Comme on le discerne dans son brouillon, Rimbaud avait écrit dans une première rédaction : « C'était l'apparition de milliers de femmes charmantes ». Le remplacement ultérieur de « femmes » par « âmes » puis par « créatures » ne change rien à l'évidente visée parodique de cette évocation « charmante ». Mais il montre le goût de Rimbaud pour l'équivoque : le premier terme faisait trop paradis de houris, le second, trop paradis chrétien, « créatures » est ambigu et couvre un champ sémantique large, qui n'exclut aucun des deux sens précédents et les outrepasse [6]. Au lecteur d'arbitrer.


L'Éclair
confirme ;
« Non ! non ! à présent je me révolte contre la mort ! »
 

C'est surtout à partir du chapitre L’Éclair qu'un scénario de « sortie de l'enfer », minutieusement construit, se dessine :

[...] Sur mon lit d'hôpital, l'odeur de l'encens m'est revenue si puissante ; gardien des aromates sacrés, confesseur, martyr...
     Je reconnais là ma sale éducation d'enfance. Puis quoi !... Aller mes vingt ans, si les autres vont vingt ans...
     Non ! non ! à présent je me révolte contre la mort ! Le travail paraît trop léger à mon orgueil : ma trahison au monde serait un supplice trop court. Au dernier moment, j'attaquerais à droite, à gauche...
     Alors, — oh ! — chère pauvre âme, l'éternité serait-elle pas perdue pour nous !

La locution familière « Puis quoi ! » coupe court à un raisonnement qui tourne en rond. La phrase suivante peut s’interpréter comme l’acceptation de passer le cap des vingt ans, c’est-à-dire de devenir adulte (Rimbaud a dix-neuf ans au moment d’Une saison en enfer), et de vivre ... comme tous les jeunes de son âge. « Non ! non ! à présent je me révolte contre la mort ! » confirme le choix en faveur de la vie. La formule renvoie au souvenir du « lit d’hôpital » et de la tentation de la conversion que le sujet y a connue. C’est en se rappelant cette péripétie, qui correspond très exactement à la situation initiale de toute l’histoire, que le locuteur se rebiffe. Son « non ! non ! » n’est au fond qu’une réitération du « Ah ! j’en ai trop pris » du prologue. Cette fin de texte représente un pas décisif du sujet, déjà à demi résigné à ce que « l’éternité » soit « perdue » pour lui.

**Liste**

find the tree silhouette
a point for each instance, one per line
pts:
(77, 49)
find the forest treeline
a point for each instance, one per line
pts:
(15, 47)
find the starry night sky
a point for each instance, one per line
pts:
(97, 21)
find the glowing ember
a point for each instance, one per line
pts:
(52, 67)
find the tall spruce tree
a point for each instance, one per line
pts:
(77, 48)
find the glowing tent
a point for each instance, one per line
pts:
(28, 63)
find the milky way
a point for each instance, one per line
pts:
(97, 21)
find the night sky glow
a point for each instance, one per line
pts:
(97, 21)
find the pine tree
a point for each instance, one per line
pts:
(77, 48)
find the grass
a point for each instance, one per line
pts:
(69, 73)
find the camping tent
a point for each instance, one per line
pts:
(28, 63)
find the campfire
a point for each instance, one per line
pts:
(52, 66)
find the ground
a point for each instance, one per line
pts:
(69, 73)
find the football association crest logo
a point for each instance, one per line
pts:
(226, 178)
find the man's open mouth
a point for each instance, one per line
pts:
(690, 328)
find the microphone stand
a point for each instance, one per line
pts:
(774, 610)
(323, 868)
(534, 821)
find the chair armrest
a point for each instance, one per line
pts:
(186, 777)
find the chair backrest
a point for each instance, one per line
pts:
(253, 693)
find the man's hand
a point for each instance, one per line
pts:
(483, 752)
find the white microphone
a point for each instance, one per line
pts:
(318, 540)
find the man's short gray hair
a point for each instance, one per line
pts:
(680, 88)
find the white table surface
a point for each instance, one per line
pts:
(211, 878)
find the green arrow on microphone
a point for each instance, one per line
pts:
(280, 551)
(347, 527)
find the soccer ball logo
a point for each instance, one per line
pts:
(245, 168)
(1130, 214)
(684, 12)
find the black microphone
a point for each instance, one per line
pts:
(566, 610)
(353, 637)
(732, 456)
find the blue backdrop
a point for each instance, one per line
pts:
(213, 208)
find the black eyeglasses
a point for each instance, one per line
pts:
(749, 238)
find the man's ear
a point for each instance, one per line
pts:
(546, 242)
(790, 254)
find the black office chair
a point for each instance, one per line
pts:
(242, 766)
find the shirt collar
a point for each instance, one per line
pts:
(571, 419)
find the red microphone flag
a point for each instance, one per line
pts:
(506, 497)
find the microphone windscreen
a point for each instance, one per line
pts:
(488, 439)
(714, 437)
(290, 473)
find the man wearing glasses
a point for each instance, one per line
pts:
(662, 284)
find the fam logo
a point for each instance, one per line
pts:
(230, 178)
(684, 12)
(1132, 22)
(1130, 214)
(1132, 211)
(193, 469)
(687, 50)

**Consignes à suivre**
(a) Indiquez si chacune des affirmations suivantes concorde avec l'extrait, en répondant par oui ou par non et en citant les mots qui le prouvent : (i) Dans sa première rédaction, Rimbaud avait écrit « femmes » ; (ii) Rimbaud avait vingt ans au moment d'Une saison en enfer ; (iii) La locution « Puis quoi ! » prolonge le raisonnement qui précède.
(b) Recopiez fidèlement le passage de l'extrait qui va de « C'est surtout à » à « vont vingt ans... ».

**Solutions**
(a)
(i) Oui : « Rimbaud avait écrit dans une première rédaction : « C'était l'apparition de milliers de femmes charmantes » ».
(ii) Non : « Rimbaud a dix-neuf ans au moment d’Une saison en enfer ».
(iii) Non : « La locution familière « Puis quoi ! » coupe court à un raisonnement qui tourne en rond ».

(b)
C'est surtout à partir du chapitre L’Éclair qu'un scénario de « sortie de l'enfer », minutieusement construit, se dessine :

[...] Sur mon lit d'hôpital, l'odeur de l'encens m'est revenue si puissante ; gardien des aromates sacrés, confesseur, martyr...
     Je reconnais là ma sale éducation d'enfance. Puis quoi !... Aller mes vingt ans, si les autres vont vingt ans...